● **Requirement**
Please say how many lines in the records below contain the word "query". Give only the number.

——

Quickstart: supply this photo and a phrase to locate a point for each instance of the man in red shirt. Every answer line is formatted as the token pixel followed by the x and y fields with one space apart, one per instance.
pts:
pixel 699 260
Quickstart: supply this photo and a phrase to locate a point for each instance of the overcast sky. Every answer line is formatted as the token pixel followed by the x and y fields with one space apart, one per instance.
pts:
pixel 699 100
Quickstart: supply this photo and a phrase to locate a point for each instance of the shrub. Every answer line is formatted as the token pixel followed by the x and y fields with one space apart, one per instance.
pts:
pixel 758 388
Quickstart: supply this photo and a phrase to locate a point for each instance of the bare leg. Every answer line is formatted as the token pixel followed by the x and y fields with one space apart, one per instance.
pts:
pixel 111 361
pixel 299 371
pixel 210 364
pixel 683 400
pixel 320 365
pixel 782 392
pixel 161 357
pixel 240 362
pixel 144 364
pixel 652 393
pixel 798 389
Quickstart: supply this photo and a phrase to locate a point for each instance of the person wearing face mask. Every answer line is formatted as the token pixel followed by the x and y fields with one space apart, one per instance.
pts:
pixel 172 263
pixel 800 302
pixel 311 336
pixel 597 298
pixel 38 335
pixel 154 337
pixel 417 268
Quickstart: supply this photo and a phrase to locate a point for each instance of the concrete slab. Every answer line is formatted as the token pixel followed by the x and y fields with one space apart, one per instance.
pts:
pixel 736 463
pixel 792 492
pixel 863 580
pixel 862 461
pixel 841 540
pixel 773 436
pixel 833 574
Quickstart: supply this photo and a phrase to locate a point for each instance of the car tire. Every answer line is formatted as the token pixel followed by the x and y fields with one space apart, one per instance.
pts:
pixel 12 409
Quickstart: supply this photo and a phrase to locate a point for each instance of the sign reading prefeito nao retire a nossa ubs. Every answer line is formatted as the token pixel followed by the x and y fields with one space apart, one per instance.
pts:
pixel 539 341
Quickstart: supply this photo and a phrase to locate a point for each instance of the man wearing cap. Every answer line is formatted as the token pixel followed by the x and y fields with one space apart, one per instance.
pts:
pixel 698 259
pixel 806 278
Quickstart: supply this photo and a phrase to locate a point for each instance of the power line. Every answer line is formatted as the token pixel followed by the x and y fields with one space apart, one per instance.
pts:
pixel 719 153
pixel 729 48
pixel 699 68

——

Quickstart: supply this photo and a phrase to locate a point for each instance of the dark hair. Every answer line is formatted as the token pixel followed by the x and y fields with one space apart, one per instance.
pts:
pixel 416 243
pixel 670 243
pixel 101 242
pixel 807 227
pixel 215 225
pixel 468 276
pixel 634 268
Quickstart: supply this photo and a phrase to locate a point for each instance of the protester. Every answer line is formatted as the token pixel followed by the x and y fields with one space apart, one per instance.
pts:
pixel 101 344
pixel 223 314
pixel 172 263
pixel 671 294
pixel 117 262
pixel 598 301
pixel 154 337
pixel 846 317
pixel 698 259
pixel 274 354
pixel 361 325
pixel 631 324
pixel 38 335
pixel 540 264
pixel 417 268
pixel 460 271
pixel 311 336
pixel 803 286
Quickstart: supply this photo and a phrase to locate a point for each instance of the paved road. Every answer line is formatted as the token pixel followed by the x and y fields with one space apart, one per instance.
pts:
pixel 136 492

——

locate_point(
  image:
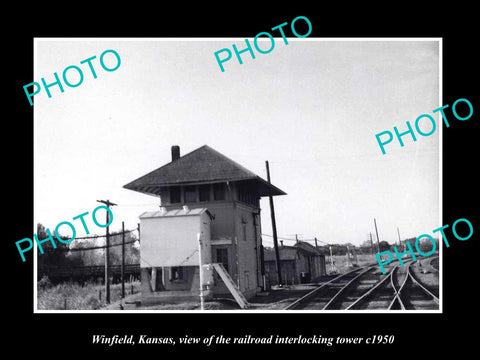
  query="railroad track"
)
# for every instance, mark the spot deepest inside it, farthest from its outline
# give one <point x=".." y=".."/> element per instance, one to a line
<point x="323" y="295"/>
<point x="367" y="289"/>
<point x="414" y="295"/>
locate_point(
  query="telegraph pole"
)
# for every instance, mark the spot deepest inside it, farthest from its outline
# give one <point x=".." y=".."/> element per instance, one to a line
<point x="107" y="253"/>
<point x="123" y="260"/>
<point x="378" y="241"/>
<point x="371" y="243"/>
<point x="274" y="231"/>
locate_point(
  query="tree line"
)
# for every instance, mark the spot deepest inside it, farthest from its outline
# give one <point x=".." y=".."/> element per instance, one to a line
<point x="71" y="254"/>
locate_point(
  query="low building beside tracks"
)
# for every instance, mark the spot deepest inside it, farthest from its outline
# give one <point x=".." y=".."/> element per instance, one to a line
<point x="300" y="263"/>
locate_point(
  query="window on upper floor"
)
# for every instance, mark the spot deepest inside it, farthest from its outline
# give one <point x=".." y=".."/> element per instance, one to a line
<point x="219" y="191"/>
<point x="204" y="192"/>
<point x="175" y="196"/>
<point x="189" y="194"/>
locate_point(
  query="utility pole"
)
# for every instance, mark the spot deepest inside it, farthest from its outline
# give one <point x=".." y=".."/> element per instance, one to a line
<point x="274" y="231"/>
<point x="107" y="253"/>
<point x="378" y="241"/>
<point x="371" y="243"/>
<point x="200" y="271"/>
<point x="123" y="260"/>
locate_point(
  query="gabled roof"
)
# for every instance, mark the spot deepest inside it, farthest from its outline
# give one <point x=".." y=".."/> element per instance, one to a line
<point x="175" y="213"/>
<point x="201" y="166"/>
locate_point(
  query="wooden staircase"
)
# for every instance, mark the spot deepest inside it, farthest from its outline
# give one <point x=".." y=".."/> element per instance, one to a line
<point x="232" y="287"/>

——

● **Response to this task**
8